___ Provided text

Question

An online exam is attempted by 50 candidates out of which 20 are boys. The average marks obtained by boys is 12 with a variance 2. The variance of marks obtained by 30 girls is also 2. The average marks of all 50 candidates is 15. If \(\mu\) is the average marks of girls and \(\sigma^2\) is the variance of marks of 50 candidates, then \(\mu + \sigma^2\) is equal to _________.

Hint:

The combined variance formula is essential for this type of problem. Remember that it's not a simple weighted average of the individual variances. It includes terms (\(d^2\)) that account for the spread between the means of the subgroups and the overall combined mean.

Answer 1

Correct Answer: 25

Step 1: Calculate \(\mu\), the average marks of girls.
Let \(n_B=20\) be the number of boys and \(n_G=30\) be the number of girls. Let \(\bar{x}_B=12\) be the boys' average and \(\bar{x}_G=\mu\) be the girls' average. The combined average \(\bar{x}_C=15\). Using the formula for combined mean: \[ \bar{x}_C = \frac{n_B \bar{x}_B + n_G \bar{x}_G}{n_B + n_G} \] \[ 15 = \frac{20(12) + 30(\mu)}{20 + 30} \] \[ 15 = \frac{240 + 30\mu}{50} \] \[ 750 = 240 + 30\mu \] \[ 510 = 30\mu \implies \mu = 17 \] Step 2: Calculate \(\sigma^2\), the combined variance.

______

● **Directives**:
1. For each statement below, say whether it agrees with the exam problem. Answer yes or no, and quote the exact words from the exam problem that decide it.
(a) Thirty of the candidates are girls.
(b) The boys' average marks is 15.
(c) The hint treats the combined variance as a simple weighted average of the individual variances.
2. Edit the passage of the exam problem between "An online exam" and "overall combined mean.", inclusive, so that "candidates" becomes "students" each time it occurs.

___ Data

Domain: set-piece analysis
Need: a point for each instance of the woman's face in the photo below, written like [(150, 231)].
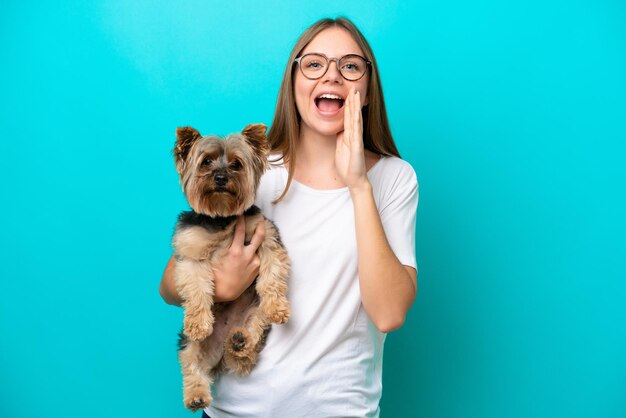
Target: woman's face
[(325, 115)]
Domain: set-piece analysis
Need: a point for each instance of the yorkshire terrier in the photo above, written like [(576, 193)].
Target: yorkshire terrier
[(219, 178)]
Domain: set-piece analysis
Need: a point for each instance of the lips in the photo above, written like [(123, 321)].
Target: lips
[(329, 103)]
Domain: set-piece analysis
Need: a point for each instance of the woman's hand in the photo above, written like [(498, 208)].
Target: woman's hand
[(349, 154), (240, 266), (235, 273)]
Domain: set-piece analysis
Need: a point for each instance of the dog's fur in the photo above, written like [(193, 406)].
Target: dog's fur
[(219, 178)]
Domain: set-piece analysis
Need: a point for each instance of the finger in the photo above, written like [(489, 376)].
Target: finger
[(257, 237), (347, 115), (240, 231)]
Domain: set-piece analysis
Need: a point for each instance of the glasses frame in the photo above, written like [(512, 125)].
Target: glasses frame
[(298, 60)]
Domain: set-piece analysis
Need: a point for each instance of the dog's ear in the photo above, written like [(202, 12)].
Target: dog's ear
[(185, 138), (255, 136)]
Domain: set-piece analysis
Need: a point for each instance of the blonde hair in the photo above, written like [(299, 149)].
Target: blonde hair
[(285, 128)]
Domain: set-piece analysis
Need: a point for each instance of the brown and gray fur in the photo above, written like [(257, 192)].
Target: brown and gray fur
[(219, 178)]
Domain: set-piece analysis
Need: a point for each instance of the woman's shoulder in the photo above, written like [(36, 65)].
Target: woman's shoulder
[(392, 169)]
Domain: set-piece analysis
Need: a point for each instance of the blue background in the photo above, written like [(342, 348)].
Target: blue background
[(512, 113)]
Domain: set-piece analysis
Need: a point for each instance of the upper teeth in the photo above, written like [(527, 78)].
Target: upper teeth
[(330, 96)]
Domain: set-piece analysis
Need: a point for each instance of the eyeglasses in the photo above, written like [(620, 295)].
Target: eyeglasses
[(352, 67)]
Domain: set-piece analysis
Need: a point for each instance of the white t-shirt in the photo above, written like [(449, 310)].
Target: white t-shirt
[(327, 360)]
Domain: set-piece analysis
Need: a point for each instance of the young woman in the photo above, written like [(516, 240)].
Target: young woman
[(345, 205)]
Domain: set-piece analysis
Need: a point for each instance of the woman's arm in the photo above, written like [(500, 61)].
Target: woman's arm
[(388, 288), (235, 273)]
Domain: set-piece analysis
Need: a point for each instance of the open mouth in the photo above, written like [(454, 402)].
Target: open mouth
[(329, 103)]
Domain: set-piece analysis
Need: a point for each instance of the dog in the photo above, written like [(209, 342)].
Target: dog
[(219, 178)]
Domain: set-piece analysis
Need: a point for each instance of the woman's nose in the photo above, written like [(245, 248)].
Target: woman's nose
[(333, 73)]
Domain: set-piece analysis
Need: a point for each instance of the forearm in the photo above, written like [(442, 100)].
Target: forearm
[(388, 288)]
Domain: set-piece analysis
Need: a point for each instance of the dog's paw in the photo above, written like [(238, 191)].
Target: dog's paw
[(197, 331), (280, 315), (238, 341), (238, 344), (198, 402)]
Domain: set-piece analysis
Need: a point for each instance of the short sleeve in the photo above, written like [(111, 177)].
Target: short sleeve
[(397, 204)]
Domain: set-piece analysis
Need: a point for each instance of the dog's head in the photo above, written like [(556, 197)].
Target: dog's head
[(220, 176)]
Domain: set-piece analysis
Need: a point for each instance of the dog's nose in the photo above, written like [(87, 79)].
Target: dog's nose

______

● **Responses**:
1.
(a) Yes: "The variance of marks obtained by 30 girls is also 2."
(b) No: "The average marks obtained by boys is 12 with a variance 2."
(c) No: "Remember that it's not a simple weighted average of the individual variances."

2.
An online exam is attempted by 50 students out of which 20 are boys. The average marks obtained by boys is 12 with a variance 2. The variance of marks obtained by 30 girls is also 2. The average marks of all 50 students is 15. If \(\mu\) is the average marks of girls and \(\sigma^2\) is the variance of marks of 50 students, then \(\mu + \sigma^2\) is equal to _________.

Hint:

The combined variance formula is essential for this type of problem. Remember that it's not a simple weighted average of the individual variances. It includes terms (\(d^2\)) that account for the spread between the means of the subgroups and the overall combined mean.